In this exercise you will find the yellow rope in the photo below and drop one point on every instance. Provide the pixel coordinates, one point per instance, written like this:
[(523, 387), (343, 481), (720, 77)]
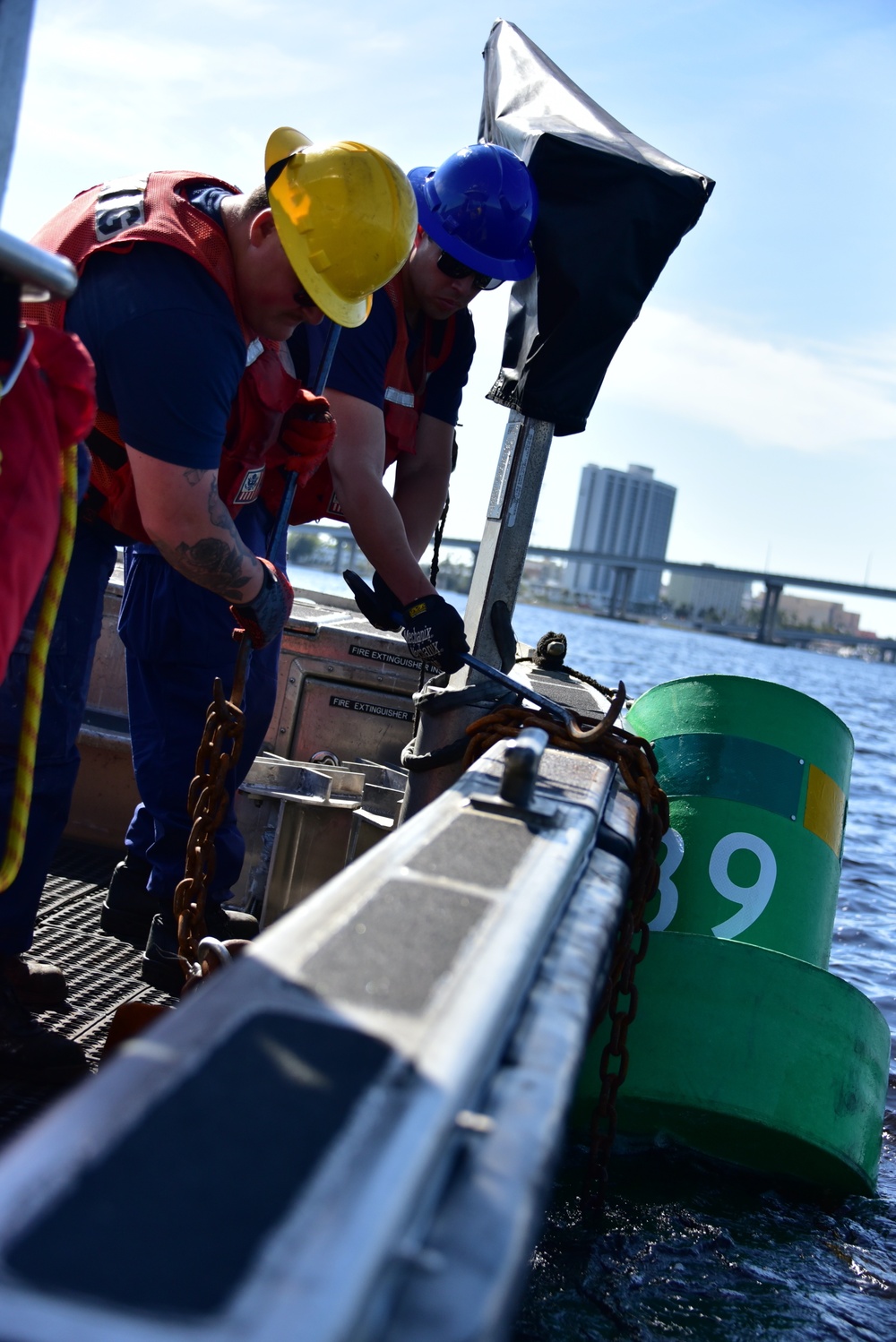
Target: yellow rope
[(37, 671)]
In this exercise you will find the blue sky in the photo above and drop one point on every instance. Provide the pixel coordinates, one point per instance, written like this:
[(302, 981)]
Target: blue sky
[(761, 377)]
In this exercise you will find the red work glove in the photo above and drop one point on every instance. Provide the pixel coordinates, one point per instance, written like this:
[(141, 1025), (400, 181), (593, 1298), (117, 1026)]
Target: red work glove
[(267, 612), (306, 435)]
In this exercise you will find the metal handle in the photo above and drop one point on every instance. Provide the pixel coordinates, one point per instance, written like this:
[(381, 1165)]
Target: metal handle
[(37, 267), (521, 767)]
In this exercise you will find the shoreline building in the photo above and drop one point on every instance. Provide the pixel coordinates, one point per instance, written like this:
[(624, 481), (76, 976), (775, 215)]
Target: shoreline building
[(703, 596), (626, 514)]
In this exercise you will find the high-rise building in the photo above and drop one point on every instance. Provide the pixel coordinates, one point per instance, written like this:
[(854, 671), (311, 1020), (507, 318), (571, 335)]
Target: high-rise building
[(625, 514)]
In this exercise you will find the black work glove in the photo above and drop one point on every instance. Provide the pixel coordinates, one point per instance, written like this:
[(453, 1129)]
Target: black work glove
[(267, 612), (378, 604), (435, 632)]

--

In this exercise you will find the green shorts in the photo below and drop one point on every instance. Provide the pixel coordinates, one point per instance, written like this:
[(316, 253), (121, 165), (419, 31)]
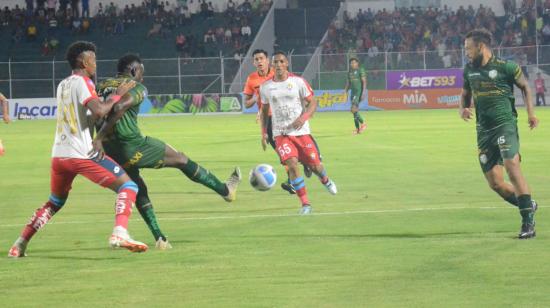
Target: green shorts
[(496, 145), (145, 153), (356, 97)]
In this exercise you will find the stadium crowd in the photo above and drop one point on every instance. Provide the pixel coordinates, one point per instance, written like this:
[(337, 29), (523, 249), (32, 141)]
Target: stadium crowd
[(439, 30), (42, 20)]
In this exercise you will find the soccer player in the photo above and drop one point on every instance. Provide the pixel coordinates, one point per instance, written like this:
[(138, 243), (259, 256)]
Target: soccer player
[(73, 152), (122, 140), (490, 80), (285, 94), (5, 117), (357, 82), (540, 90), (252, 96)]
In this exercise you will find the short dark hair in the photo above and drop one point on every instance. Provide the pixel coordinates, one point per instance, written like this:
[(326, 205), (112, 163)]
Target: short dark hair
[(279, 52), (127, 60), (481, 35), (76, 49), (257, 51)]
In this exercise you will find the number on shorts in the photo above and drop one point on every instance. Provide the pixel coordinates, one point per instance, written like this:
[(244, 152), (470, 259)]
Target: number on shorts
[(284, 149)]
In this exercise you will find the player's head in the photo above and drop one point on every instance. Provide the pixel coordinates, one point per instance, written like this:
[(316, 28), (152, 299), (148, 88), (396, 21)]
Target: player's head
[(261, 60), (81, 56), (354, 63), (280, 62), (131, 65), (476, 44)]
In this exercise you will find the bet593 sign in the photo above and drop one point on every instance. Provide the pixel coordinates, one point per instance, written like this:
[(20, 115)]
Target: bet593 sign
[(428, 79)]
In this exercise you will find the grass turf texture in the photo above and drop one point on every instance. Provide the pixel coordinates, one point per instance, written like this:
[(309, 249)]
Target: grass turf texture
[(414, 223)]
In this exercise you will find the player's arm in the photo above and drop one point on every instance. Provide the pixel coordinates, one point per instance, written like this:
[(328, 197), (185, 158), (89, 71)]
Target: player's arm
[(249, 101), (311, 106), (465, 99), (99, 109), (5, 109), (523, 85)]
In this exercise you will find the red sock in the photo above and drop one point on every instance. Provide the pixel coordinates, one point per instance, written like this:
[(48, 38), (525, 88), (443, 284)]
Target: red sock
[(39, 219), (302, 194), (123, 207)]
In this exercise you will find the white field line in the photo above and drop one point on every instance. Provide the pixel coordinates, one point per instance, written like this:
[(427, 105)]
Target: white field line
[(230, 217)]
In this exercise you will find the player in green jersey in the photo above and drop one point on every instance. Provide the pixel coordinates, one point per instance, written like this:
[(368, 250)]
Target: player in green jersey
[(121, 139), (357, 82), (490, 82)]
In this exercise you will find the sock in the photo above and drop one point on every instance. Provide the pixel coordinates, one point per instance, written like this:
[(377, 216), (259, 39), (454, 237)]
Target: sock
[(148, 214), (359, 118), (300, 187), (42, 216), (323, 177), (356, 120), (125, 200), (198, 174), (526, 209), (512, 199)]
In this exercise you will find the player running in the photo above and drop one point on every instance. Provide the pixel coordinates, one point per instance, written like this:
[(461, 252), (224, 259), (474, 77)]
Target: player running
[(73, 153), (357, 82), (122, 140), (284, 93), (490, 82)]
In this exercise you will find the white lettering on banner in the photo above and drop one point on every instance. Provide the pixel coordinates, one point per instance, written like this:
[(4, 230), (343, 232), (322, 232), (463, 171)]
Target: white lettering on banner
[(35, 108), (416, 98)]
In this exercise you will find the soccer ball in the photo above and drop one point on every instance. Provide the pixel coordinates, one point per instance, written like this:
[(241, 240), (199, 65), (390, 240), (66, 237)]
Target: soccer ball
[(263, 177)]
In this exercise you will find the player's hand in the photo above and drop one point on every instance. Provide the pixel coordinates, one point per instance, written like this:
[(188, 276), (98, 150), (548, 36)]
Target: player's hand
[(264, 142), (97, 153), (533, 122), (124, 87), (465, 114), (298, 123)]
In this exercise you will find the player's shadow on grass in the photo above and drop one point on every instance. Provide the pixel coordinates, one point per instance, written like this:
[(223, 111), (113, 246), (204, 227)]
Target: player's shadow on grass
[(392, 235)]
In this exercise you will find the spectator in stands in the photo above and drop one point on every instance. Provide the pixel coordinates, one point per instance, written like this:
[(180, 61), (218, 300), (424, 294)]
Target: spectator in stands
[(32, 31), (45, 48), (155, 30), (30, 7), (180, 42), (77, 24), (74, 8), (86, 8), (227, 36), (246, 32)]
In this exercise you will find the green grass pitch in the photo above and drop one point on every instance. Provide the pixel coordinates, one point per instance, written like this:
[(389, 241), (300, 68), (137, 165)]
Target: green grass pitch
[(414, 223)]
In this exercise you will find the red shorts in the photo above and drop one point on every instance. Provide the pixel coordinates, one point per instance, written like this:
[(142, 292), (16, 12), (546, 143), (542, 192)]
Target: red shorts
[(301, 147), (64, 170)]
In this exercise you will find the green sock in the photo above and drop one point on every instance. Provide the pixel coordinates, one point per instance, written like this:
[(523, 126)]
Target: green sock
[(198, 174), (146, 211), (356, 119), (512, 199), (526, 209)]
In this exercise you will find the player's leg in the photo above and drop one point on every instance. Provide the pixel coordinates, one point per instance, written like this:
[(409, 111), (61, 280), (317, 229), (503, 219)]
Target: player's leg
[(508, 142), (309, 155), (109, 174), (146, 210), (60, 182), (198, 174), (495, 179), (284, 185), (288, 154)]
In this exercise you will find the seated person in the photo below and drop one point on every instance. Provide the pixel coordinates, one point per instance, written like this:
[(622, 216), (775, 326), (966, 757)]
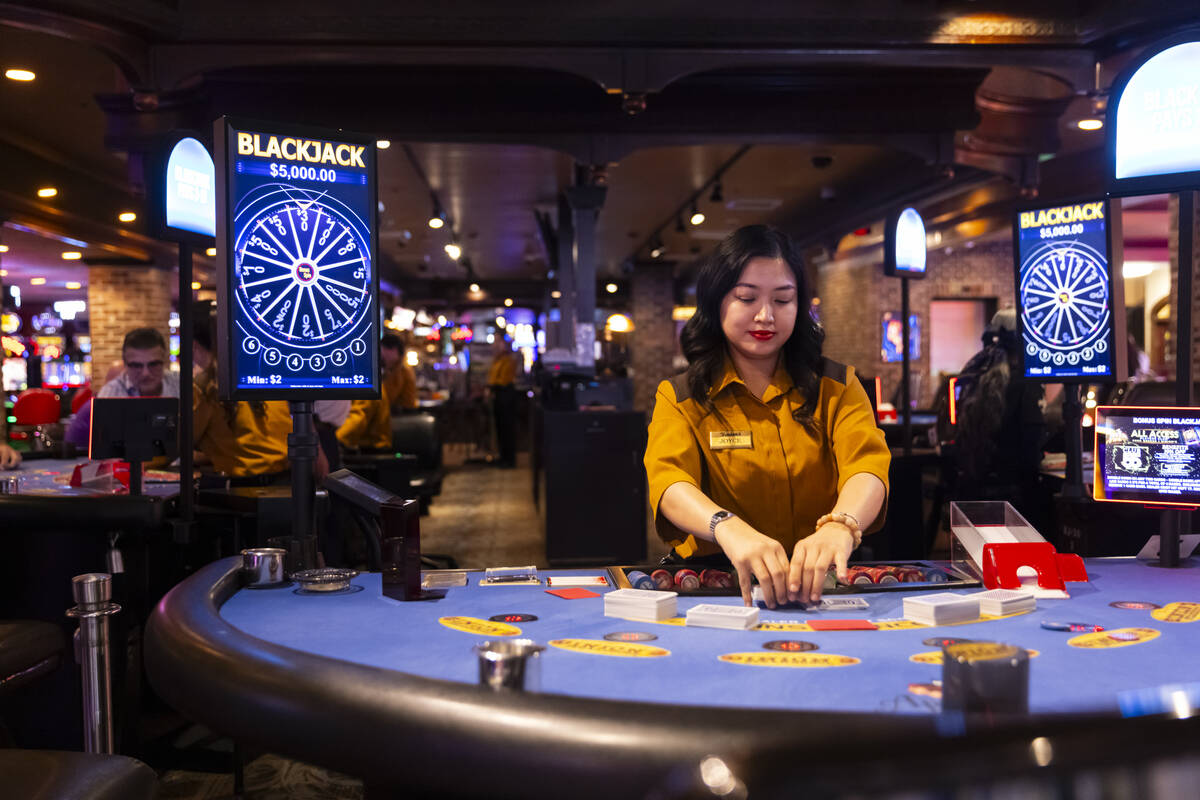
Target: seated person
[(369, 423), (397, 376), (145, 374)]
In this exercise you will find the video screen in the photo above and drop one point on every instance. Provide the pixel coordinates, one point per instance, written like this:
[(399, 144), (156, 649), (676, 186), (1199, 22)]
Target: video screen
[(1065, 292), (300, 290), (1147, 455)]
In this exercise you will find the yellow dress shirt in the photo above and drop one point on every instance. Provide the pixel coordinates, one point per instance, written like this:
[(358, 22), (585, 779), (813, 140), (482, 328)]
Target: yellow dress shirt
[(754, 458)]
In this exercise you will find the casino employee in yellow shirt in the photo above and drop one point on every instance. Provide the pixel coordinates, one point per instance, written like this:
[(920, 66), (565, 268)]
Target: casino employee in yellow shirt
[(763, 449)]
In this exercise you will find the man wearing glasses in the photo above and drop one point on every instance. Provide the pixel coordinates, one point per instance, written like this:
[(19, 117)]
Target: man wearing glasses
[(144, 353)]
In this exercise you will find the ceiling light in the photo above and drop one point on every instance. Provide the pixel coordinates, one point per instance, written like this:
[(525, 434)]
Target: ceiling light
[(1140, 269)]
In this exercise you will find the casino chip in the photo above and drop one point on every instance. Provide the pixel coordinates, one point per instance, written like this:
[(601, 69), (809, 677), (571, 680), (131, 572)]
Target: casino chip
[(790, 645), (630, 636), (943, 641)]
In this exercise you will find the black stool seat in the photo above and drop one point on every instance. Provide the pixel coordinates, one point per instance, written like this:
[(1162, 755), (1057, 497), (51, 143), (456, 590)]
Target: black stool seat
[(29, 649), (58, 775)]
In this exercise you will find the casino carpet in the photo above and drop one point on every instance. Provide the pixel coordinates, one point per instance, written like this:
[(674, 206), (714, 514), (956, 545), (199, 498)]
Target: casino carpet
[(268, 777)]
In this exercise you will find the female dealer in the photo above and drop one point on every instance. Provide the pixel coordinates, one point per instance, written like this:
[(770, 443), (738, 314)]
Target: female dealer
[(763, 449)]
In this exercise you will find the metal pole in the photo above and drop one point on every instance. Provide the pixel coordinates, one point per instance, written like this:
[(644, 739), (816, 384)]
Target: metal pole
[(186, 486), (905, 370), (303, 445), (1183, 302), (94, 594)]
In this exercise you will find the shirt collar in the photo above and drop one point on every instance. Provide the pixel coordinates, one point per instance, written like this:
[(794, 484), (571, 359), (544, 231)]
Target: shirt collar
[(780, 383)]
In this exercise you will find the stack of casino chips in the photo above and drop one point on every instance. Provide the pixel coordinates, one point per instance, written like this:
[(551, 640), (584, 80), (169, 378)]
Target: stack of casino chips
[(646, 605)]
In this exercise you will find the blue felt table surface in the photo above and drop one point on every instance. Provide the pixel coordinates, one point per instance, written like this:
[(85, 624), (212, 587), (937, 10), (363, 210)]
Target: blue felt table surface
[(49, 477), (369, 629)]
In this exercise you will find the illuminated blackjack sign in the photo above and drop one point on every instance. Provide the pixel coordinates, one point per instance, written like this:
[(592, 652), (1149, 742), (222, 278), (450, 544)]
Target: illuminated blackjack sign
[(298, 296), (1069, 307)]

_TASK_.
Copy the data starting at the line containing "In this exercise you will find the high-rise" and ending at the line containing "[(625, 514)]", including both of those lines. Multiply each coordinate in the answer by 2.3 and round to a whole number, rounding halves up, and leave every other number unchanged.

_THE REPLY_.
In this exercise you will find the high-rise building in the photo above and drop one point on every instance. Provide the pixel coordinates, one point per instance, written like this:
[(854, 671), (311, 1020), (507, 318), (571, 335)]
Target: high-rise building
[(1438, 1182)]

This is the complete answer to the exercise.